* Material provided
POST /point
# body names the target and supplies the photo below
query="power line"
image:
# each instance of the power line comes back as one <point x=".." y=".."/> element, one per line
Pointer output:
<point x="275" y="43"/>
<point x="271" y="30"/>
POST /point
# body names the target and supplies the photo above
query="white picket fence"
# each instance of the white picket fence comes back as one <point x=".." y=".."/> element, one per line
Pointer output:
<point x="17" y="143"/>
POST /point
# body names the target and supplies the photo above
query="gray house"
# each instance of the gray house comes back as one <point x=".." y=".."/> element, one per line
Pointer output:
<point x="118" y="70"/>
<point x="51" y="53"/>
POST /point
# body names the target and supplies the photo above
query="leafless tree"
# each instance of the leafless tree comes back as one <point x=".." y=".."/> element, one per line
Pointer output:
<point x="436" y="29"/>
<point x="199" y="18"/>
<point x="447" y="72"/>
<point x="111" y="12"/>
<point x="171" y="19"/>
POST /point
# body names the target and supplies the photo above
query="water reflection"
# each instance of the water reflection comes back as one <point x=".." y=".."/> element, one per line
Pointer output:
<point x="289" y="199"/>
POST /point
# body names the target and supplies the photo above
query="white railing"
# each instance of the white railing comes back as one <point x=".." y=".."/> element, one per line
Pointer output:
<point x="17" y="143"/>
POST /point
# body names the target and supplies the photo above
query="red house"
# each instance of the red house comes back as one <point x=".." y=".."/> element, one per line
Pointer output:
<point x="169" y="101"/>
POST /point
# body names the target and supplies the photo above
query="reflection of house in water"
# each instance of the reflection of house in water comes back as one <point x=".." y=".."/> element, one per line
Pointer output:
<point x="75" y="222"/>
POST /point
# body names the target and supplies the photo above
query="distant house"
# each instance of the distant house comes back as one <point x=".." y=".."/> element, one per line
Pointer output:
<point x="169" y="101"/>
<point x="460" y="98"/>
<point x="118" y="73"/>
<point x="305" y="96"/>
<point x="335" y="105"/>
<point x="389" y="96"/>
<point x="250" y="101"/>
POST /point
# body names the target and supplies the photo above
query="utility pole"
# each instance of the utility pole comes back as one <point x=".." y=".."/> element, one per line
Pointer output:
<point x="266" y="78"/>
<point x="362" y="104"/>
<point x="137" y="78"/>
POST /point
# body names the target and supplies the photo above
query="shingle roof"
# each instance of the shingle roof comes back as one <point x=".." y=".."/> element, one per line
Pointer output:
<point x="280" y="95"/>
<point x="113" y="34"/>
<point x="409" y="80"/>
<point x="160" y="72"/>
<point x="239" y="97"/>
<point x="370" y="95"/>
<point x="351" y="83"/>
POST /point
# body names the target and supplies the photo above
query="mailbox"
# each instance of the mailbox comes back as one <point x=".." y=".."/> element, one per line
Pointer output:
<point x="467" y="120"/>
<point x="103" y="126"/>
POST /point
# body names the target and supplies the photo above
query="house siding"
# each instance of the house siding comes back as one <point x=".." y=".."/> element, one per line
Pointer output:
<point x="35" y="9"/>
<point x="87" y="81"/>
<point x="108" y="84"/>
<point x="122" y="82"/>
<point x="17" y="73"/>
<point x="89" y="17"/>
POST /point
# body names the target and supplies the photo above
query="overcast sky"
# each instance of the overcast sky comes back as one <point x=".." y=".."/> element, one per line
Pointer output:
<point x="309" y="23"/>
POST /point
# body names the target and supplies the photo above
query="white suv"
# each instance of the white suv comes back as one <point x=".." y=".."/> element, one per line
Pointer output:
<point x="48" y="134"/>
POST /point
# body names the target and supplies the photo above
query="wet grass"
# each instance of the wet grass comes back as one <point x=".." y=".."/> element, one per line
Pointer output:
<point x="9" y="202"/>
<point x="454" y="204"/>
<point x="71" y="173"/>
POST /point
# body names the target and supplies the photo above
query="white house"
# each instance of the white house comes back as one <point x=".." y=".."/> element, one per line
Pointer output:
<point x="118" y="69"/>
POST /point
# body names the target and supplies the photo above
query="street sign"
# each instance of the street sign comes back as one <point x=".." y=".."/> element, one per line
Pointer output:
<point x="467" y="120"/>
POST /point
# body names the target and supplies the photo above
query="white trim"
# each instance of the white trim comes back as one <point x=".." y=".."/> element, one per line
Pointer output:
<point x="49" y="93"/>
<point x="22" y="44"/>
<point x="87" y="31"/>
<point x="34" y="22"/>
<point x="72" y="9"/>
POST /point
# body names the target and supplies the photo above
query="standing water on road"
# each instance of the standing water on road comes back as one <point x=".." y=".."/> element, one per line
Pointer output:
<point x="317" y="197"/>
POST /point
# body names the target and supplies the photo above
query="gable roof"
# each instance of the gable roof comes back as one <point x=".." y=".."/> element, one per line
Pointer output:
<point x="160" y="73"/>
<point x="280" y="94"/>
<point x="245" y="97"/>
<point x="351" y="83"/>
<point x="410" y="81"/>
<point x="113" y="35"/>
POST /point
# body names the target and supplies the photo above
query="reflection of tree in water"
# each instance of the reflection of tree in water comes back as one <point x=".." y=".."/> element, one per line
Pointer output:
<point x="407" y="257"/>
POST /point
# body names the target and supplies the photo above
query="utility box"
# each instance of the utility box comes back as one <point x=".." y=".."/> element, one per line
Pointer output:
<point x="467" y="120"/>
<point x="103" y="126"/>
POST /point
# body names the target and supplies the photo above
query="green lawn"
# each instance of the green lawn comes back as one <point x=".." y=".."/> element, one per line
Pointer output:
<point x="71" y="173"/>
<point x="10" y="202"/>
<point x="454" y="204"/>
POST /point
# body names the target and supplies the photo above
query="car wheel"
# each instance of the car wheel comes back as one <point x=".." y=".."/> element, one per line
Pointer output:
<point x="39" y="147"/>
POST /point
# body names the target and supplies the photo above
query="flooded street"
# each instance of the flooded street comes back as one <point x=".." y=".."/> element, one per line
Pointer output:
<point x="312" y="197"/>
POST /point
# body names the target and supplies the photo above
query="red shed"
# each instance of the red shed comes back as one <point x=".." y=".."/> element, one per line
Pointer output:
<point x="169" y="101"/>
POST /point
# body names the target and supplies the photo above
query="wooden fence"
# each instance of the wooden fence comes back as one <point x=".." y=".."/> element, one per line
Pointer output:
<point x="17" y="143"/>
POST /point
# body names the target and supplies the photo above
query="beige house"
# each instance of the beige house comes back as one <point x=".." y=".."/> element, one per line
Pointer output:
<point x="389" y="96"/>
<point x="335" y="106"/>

* What you will do
Copy out all lines of the listing above that include "beige".

* Exercise solution
query="beige house"
# each instance of the beige house comes back as one <point x=".." y=".."/> element, one per line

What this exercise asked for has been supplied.